PROVIDED RECORDS:
# # # #

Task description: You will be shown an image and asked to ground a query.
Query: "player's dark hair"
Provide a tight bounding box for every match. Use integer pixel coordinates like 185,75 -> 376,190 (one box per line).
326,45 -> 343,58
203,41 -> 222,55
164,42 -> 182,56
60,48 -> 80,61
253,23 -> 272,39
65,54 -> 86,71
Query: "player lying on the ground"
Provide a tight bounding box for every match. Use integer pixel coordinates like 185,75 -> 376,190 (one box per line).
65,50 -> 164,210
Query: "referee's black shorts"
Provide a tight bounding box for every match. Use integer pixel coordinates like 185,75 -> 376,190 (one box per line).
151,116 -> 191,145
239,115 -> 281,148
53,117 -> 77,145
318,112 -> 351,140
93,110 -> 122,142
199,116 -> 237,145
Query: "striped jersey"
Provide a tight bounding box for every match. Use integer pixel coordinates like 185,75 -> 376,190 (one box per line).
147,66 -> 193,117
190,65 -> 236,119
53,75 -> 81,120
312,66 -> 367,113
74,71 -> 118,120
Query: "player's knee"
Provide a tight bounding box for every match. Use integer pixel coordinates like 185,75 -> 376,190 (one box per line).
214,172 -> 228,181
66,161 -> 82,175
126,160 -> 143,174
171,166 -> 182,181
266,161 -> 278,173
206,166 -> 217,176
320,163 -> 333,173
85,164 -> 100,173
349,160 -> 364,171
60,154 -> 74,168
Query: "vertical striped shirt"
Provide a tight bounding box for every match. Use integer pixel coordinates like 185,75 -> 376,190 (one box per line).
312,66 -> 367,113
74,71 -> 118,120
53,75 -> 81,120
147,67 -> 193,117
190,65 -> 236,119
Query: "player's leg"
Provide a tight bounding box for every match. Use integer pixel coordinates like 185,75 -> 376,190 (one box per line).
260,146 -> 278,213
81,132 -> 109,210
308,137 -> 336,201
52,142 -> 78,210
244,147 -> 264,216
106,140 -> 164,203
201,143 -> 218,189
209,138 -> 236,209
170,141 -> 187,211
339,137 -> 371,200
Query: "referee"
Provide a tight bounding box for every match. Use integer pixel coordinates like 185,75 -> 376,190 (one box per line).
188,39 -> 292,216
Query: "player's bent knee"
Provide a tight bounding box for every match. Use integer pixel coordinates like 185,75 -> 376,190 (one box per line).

# # # #

EXERCISE AIM:
Rewrite every line of the records above as a single numbered list, skipping any blank lines.

OUTPUT OF THE EXERCISE:
1. Task description: You will be shown an image and asked to ground a query.
2. Query: "player's dark hair"
3. Provide a tight bounding box for every match. Use integer pixel coordinates like 185,75 -> 376,190 (one box per line).
4. 326,45 -> 343,58
5. 203,41 -> 222,55
6. 164,42 -> 182,56
7. 60,48 -> 80,61
8. 253,23 -> 272,39
9. 65,54 -> 86,71
10. Query: "player lying on the ground"
11. Provide a tight bounding box for every match. Use integer pixel coordinates like 185,75 -> 376,190 (one box per line).
12. 65,50 -> 164,210
13. Query: "referee's black shorts"
14. Provide a tight bounding box for every match. Use integer pixel coordinates like 185,75 -> 376,190 (one box per line).
15. 151,116 -> 191,145
16. 239,115 -> 281,148
17. 53,117 -> 77,145
18. 318,112 -> 351,140
19. 93,110 -> 122,142
20. 199,116 -> 237,145
21. Query: "striped jersey"
22. Provide a tight bounding box for every match. Use integer pixel coordinates like 185,75 -> 376,190 (one box per line).
23. 147,66 -> 193,117
24. 190,65 -> 236,119
25. 53,75 -> 81,120
26. 312,66 -> 367,113
27. 74,71 -> 118,120
28. Query: "player's knee"
29. Provide a tight bounding box for every match. Use integer pixel coordinates like 185,75 -> 376,190 (one box per line).
30. 214,172 -> 228,181
31. 66,161 -> 82,175
32. 126,160 -> 143,174
33. 171,166 -> 182,181
34. 266,161 -> 278,173
35. 206,166 -> 217,176
36. 320,163 -> 333,173
37. 85,164 -> 100,173
38. 349,160 -> 364,171
39. 60,154 -> 74,168
40. Query: "vertical striped shirt"
41. Provide a tight bounding box for every match. Use integer pixel coordinates like 185,75 -> 376,190 (one box per line).
42. 312,66 -> 367,113
43. 74,71 -> 118,120
44. 53,75 -> 81,120
45. 147,67 -> 193,117
46. 190,65 -> 236,119
47. Query: "player's leg"
48. Provide a tight bounding box for every match. Use integer pixel coordinates like 185,75 -> 376,190 (one box per line).
49. 260,146 -> 278,213
50. 81,132 -> 109,210
51. 308,137 -> 336,201
52. 52,142 -> 78,210
53. 244,147 -> 264,216
54. 106,140 -> 164,203
55. 201,143 -> 218,189
56. 209,138 -> 236,209
57. 170,141 -> 187,211
58. 339,137 -> 371,200
59. Query: "referee"
60. Provide a tight bounding box for every match. Use integer pixel coordinates like 185,75 -> 376,190 (one box per line).
61. 188,39 -> 292,216
62. Query: "player's bent knee"
63. Provide a tight bounding box for every match. Use integer pixel coordinates like 185,75 -> 376,190 (one box per line).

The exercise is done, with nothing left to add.